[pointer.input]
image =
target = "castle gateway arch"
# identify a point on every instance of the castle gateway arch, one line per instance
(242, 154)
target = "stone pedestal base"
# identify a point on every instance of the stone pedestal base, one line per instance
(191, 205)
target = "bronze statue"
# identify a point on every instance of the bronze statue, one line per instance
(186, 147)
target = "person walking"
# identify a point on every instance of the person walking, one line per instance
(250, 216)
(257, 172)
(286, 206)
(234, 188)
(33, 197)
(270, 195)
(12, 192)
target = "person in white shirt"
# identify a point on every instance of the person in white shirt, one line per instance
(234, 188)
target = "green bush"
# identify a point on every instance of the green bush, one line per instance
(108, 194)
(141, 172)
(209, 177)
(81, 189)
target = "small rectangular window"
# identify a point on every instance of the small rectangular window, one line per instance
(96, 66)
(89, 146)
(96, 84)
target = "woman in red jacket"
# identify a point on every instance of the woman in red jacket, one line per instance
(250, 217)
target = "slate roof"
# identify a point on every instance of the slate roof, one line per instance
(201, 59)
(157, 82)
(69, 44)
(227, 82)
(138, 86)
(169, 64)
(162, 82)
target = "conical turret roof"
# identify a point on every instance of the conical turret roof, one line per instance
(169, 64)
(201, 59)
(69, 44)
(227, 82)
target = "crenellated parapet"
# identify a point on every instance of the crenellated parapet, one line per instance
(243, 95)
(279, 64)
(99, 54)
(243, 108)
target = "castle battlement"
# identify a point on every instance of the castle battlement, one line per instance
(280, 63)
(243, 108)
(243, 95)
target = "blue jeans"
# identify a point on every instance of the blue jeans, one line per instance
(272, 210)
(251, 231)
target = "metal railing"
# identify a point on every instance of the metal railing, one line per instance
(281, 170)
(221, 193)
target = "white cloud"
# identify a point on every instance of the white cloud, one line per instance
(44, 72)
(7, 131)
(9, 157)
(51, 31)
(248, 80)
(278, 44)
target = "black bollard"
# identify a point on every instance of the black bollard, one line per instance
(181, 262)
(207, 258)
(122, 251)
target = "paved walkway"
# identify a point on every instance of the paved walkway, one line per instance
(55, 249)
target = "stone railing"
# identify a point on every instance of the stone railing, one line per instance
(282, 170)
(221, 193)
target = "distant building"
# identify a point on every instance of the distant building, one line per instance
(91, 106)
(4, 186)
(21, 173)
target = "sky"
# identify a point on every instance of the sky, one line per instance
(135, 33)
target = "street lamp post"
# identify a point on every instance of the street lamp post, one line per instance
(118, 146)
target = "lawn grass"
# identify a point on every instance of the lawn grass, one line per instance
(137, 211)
──────
Pick out each line in the records above that contains the word "distant", and copy those lines.

target = "distant building"
# identify a point on every instance of the distant building, one line per instance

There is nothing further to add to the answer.